**EXERCISE INSTRUCTIONS:**
Which lines run from the one containing "For the test set, locate each instance of the attached" to the end of the entries? Quote them exactly, and nothing else.

[Saved entries]
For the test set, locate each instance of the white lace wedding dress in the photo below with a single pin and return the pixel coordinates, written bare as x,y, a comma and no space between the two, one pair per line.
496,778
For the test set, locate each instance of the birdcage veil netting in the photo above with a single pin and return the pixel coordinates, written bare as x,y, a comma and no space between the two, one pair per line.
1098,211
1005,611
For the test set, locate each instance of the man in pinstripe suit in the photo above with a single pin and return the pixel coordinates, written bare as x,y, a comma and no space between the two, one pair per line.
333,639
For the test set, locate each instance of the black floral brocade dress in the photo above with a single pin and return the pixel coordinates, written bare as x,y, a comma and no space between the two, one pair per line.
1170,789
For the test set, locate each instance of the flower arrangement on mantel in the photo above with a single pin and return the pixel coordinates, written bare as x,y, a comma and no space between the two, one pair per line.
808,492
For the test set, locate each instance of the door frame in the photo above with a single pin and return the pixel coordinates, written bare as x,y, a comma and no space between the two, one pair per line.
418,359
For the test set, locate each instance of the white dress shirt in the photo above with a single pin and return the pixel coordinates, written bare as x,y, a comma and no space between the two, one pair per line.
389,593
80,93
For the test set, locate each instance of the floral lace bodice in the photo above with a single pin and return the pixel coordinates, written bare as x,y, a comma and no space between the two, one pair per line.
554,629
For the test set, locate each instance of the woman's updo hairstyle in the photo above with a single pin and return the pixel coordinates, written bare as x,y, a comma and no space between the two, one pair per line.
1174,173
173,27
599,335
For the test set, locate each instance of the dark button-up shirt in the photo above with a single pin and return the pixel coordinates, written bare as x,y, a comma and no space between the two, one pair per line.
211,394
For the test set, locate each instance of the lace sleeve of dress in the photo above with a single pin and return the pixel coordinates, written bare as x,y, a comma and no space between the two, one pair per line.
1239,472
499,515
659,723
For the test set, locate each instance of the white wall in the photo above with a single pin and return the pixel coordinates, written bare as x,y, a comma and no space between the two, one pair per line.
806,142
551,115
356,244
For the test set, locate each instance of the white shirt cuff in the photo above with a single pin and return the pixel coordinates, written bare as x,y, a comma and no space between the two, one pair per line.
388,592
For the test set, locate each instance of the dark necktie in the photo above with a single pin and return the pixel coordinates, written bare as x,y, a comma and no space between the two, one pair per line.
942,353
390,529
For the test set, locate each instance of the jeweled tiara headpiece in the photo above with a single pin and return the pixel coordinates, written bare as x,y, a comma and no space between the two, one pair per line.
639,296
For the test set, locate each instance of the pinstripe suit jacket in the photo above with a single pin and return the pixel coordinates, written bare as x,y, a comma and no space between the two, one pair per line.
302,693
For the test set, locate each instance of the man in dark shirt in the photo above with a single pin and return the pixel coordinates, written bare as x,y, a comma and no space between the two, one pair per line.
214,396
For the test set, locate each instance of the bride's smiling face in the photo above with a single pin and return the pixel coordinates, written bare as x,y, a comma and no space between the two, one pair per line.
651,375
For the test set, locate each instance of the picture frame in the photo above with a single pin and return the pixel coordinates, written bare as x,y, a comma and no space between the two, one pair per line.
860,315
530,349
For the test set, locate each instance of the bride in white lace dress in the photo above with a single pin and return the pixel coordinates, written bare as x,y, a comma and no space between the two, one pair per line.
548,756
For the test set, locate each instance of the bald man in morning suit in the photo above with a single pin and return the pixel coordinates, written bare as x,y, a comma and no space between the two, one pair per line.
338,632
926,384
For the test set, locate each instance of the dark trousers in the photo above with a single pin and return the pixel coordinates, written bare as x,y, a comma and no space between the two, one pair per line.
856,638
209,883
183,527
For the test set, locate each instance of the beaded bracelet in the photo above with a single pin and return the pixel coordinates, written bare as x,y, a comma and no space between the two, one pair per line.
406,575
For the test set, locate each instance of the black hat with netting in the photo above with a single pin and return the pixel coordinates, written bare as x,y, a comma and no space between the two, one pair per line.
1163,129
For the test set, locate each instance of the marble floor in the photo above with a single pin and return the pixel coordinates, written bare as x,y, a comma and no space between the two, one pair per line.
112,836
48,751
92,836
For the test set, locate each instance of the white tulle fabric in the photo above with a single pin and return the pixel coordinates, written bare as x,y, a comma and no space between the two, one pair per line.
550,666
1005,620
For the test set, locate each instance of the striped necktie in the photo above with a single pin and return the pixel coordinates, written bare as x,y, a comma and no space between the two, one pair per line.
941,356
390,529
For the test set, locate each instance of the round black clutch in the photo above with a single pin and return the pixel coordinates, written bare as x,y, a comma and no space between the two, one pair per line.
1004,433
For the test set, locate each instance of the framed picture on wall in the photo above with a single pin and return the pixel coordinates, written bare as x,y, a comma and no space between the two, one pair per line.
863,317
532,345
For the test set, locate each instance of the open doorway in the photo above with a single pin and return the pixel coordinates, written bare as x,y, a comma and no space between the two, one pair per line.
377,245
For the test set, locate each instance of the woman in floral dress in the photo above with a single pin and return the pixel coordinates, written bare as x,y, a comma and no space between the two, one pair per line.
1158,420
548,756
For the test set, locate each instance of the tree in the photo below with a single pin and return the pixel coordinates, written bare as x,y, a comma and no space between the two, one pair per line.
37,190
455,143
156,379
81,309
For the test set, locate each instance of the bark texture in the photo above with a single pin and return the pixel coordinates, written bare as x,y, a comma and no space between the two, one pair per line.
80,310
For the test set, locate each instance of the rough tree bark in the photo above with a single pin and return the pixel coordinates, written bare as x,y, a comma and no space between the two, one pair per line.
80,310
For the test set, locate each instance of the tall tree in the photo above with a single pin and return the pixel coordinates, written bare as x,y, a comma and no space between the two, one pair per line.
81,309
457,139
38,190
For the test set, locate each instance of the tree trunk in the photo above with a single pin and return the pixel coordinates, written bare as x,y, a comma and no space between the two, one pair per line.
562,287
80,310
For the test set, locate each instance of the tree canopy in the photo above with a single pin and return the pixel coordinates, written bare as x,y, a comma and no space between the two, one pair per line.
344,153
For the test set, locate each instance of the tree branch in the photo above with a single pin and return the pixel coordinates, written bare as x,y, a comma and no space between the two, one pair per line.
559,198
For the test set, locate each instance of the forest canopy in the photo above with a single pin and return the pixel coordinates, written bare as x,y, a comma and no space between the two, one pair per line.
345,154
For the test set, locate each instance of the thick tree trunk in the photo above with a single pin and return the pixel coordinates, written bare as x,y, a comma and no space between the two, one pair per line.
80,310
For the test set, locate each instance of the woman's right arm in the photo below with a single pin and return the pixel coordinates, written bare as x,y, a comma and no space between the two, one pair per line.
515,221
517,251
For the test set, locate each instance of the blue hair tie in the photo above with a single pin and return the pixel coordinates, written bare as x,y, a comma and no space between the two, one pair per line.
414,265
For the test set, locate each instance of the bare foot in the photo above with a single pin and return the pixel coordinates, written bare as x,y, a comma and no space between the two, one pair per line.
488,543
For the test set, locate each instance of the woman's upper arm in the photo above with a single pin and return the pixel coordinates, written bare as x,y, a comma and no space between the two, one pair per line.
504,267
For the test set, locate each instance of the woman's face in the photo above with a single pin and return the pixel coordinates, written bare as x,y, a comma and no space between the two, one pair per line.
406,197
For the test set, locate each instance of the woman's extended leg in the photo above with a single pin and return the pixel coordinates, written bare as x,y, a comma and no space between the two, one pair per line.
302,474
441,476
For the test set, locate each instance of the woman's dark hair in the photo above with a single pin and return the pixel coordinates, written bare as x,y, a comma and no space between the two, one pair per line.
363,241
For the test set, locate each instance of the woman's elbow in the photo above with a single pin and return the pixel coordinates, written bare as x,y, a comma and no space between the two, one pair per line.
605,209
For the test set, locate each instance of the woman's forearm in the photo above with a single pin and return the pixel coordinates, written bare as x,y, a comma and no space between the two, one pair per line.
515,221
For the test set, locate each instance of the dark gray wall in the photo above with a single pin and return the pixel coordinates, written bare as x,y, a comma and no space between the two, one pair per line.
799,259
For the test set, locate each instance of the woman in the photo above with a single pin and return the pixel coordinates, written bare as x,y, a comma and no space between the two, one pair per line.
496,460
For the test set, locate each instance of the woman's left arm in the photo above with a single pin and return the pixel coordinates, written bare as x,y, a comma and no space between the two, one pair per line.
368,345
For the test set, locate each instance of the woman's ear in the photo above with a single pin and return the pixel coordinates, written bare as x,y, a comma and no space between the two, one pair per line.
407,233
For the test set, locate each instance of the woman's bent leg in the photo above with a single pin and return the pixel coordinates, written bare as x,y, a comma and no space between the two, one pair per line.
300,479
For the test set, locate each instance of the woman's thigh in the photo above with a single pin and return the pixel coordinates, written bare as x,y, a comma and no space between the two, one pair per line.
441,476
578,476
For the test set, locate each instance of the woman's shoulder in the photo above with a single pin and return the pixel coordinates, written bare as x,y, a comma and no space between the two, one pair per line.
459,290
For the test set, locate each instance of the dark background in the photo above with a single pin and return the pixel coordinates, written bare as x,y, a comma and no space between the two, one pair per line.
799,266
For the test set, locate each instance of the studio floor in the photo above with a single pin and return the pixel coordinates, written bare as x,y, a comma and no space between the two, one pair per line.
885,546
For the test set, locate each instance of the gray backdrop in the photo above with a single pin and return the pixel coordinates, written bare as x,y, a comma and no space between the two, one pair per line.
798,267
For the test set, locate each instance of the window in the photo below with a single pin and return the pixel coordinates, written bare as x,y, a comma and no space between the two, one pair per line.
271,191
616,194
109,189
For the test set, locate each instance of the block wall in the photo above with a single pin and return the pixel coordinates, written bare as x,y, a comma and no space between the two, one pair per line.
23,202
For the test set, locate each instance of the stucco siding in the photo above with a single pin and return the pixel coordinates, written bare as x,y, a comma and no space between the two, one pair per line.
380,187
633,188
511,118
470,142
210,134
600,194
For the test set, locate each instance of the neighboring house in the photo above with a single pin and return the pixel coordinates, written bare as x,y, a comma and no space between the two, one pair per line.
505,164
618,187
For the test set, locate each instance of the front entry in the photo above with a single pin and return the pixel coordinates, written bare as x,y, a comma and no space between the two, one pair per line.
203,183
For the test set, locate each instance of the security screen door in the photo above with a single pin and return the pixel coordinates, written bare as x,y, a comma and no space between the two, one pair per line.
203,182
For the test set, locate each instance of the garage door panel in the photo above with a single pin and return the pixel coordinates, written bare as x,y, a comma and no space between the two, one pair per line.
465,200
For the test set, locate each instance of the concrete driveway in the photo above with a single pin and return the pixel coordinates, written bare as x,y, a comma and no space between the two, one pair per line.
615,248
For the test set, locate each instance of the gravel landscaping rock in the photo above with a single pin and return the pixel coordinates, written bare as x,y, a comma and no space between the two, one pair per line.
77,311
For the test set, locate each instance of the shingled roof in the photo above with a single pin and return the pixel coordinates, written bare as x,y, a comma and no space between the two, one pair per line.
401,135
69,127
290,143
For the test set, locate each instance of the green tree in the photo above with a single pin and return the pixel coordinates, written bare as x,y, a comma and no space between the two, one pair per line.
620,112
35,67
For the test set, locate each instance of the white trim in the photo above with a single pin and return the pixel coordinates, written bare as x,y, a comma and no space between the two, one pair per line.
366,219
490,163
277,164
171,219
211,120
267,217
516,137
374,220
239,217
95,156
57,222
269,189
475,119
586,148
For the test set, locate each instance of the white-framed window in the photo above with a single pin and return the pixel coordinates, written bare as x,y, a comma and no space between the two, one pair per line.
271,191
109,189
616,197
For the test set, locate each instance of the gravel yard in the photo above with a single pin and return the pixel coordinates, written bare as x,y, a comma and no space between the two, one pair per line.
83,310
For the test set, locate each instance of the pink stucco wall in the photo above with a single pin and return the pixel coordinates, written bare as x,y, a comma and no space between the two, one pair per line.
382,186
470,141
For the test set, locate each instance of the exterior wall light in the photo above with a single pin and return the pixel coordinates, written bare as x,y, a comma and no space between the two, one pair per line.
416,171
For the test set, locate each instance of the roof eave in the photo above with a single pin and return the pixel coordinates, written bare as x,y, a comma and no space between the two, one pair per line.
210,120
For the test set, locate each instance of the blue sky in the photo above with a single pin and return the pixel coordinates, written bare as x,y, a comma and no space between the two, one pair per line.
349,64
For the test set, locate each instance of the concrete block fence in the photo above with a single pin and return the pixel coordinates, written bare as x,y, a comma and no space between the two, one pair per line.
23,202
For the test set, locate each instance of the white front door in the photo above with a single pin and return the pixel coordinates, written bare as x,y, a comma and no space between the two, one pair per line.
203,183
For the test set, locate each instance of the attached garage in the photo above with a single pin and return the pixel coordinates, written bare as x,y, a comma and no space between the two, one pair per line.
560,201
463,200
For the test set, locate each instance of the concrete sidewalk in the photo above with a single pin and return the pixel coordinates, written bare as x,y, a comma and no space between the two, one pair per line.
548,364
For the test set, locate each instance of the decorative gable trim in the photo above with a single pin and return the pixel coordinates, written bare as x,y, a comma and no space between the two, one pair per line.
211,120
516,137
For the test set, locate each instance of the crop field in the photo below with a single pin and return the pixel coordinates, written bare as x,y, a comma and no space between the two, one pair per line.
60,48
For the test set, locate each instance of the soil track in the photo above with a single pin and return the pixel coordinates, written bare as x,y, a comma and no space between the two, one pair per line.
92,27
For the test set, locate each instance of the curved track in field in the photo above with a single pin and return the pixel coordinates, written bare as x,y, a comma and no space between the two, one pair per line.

**OUTPUT FOR THIS TASK:**
For the test set, locate each instance of the attached garage in the photo above with a single pin and return the pixel coordinates, written bare as x,y, a comma and no space between the two, one pair per line.
560,201
463,200
For the test set, locate each instance of the concrete sidewalk in the photo above with a single pin and return the pixel coordinates, written bare as x,y, a comma and no space between the two, one pair per line.
548,364
For the test set, locate each instance of the decorative gable trim in the photo above with a single pin and return the pixel coordinates, written bare as x,y, a comma and no space between the two, one pair per line.
211,120
516,137
For the test set, locate each instance of the crop field in the photo below with a single pin and return the pixel coordinates, written bare as x,y, a comma and no space between the two, one pair per line.
60,48
For the test set, locate each instance of the soil track in the photo above with a single pin and return the pixel coordinates, written bare as x,y, a comma and no space between the two, one pair per line.
92,27
For the test set, locate each instance of the curved track in field in the photo above with a single pin and return the pixel coordinates, written bare as x,y, a comma and no space between the two, one pair per line.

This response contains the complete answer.